*Directions*: Copy the lines starting at the line that contains "of the lighthouse" and ending at the end of the data below, replacing "innermost" with "central" and leaving everything else unchanged.

-- BEGIN Exercise materials --

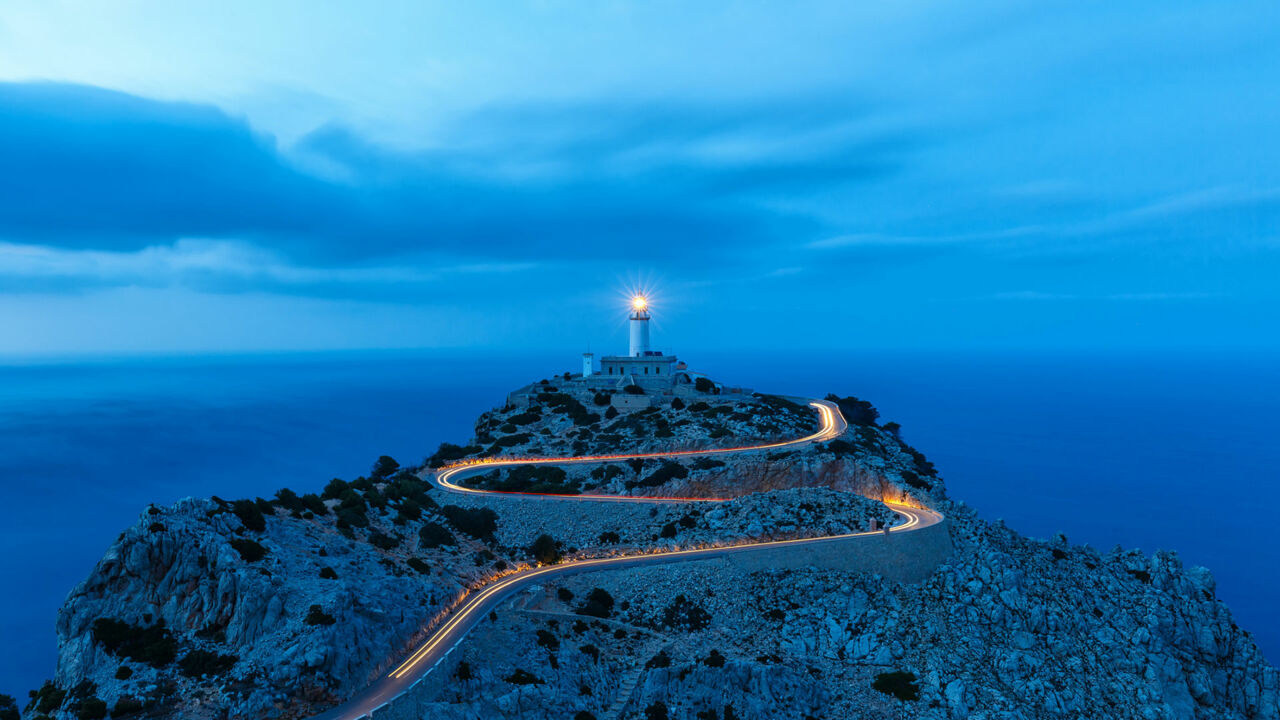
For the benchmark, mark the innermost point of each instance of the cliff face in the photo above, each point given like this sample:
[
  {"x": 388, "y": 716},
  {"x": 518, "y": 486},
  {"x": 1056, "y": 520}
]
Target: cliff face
[{"x": 280, "y": 609}]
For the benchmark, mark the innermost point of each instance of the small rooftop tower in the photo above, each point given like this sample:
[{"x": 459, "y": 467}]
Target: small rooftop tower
[{"x": 639, "y": 326}]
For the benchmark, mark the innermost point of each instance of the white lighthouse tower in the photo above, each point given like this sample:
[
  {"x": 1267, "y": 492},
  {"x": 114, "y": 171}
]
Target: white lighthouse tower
[{"x": 639, "y": 326}]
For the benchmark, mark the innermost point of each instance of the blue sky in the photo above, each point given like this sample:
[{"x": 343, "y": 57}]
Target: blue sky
[{"x": 1064, "y": 176}]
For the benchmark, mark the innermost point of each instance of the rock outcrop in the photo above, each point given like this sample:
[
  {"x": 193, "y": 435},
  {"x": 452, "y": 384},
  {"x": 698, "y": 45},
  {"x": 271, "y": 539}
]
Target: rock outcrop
[{"x": 283, "y": 607}]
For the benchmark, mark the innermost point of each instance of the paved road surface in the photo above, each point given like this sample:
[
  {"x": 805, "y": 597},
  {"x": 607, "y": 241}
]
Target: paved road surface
[{"x": 480, "y": 601}]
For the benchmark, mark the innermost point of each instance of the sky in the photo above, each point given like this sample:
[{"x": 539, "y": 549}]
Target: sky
[{"x": 238, "y": 177}]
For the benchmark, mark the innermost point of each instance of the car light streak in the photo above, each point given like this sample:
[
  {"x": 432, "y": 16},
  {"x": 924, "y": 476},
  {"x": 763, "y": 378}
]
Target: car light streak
[{"x": 469, "y": 606}]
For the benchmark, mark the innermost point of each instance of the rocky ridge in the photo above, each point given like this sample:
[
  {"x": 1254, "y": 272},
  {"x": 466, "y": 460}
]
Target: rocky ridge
[{"x": 278, "y": 609}]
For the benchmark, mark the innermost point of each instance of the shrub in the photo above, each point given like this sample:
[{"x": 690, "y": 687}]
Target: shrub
[
  {"x": 48, "y": 698},
  {"x": 512, "y": 441},
  {"x": 318, "y": 616},
  {"x": 250, "y": 514},
  {"x": 8, "y": 707},
  {"x": 408, "y": 510},
  {"x": 311, "y": 501},
  {"x": 548, "y": 639},
  {"x": 200, "y": 662},
  {"x": 599, "y": 604},
  {"x": 522, "y": 677},
  {"x": 250, "y": 550},
  {"x": 127, "y": 705},
  {"x": 685, "y": 615},
  {"x": 383, "y": 468},
  {"x": 899, "y": 684},
  {"x": 545, "y": 550},
  {"x": 856, "y": 411},
  {"x": 661, "y": 660},
  {"x": 334, "y": 490},
  {"x": 154, "y": 646},
  {"x": 434, "y": 534},
  {"x": 666, "y": 473},
  {"x": 475, "y": 522},
  {"x": 91, "y": 709},
  {"x": 449, "y": 452},
  {"x": 383, "y": 541}
]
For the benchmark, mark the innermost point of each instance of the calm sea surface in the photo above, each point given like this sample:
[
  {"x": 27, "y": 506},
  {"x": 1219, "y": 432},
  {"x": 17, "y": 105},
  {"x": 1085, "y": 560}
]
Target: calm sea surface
[{"x": 1146, "y": 451}]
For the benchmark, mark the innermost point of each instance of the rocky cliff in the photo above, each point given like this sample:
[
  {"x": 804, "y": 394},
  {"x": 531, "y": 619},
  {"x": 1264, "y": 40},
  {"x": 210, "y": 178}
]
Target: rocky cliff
[{"x": 282, "y": 607}]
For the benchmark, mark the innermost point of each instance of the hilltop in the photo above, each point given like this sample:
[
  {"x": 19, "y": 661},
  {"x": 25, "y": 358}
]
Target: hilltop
[{"x": 284, "y": 606}]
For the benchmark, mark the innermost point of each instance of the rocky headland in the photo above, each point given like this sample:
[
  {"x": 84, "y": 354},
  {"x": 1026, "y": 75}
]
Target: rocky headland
[{"x": 283, "y": 607}]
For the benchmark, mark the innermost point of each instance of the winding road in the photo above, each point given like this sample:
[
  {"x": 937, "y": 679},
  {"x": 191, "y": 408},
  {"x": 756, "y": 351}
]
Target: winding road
[{"x": 476, "y": 605}]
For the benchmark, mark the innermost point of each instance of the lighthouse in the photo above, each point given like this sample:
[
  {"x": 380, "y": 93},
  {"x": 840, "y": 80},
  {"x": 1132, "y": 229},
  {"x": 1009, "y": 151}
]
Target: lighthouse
[{"x": 639, "y": 327}]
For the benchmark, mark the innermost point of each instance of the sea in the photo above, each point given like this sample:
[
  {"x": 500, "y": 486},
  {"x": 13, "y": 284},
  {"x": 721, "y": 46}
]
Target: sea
[{"x": 1155, "y": 450}]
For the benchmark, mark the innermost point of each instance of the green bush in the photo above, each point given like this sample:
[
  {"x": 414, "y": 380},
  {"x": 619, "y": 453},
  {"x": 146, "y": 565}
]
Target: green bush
[
  {"x": 475, "y": 522},
  {"x": 657, "y": 710},
  {"x": 434, "y": 534},
  {"x": 200, "y": 662},
  {"x": 383, "y": 541},
  {"x": 127, "y": 705},
  {"x": 8, "y": 707},
  {"x": 899, "y": 684},
  {"x": 318, "y": 616},
  {"x": 449, "y": 452},
  {"x": 334, "y": 490},
  {"x": 154, "y": 645},
  {"x": 91, "y": 709},
  {"x": 856, "y": 411},
  {"x": 684, "y": 614},
  {"x": 522, "y": 677},
  {"x": 544, "y": 550},
  {"x": 48, "y": 698},
  {"x": 599, "y": 604},
  {"x": 383, "y": 468},
  {"x": 548, "y": 639},
  {"x": 661, "y": 660},
  {"x": 248, "y": 550},
  {"x": 666, "y": 473},
  {"x": 312, "y": 502}
]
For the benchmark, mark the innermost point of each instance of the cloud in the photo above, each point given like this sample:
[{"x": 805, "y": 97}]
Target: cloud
[{"x": 95, "y": 169}]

-- END Exercise materials --

*The solution*:
For the benchmark, mark the central point of each instance of the lighthouse in the photo above, each point given like this sample:
[
  {"x": 380, "y": 93},
  {"x": 840, "y": 80},
  {"x": 1132, "y": 229},
  {"x": 1009, "y": 151}
]
Target: lighthouse
[{"x": 639, "y": 327}]
For the benchmark, mark the central point of each instance of the sea in the photo above, each point given like this sample:
[
  {"x": 500, "y": 486},
  {"x": 13, "y": 284},
  {"x": 721, "y": 46}
]
Target: sea
[{"x": 1155, "y": 450}]
For the benchmark, mark the central point of each instance of the green bush in the photo above, each point given like this sample:
[
  {"x": 414, "y": 380},
  {"x": 619, "y": 453},
  {"x": 146, "y": 565}
]
Target: green bush
[
  {"x": 475, "y": 522},
  {"x": 657, "y": 710},
  {"x": 434, "y": 534},
  {"x": 200, "y": 662},
  {"x": 383, "y": 541},
  {"x": 127, "y": 705},
  {"x": 8, "y": 707},
  {"x": 899, "y": 684},
  {"x": 318, "y": 616},
  {"x": 449, "y": 452},
  {"x": 334, "y": 490},
  {"x": 154, "y": 645},
  {"x": 91, "y": 709},
  {"x": 856, "y": 411},
  {"x": 684, "y": 614},
  {"x": 522, "y": 677},
  {"x": 544, "y": 550},
  {"x": 48, "y": 698},
  {"x": 599, "y": 604},
  {"x": 383, "y": 468},
  {"x": 548, "y": 639},
  {"x": 661, "y": 660},
  {"x": 248, "y": 550},
  {"x": 666, "y": 473},
  {"x": 312, "y": 502}
]
For the benchmark, mark the central point of each instance of the cloud in the photo above, each point given like this sample:
[{"x": 805, "y": 97}]
Target: cloud
[{"x": 95, "y": 169}]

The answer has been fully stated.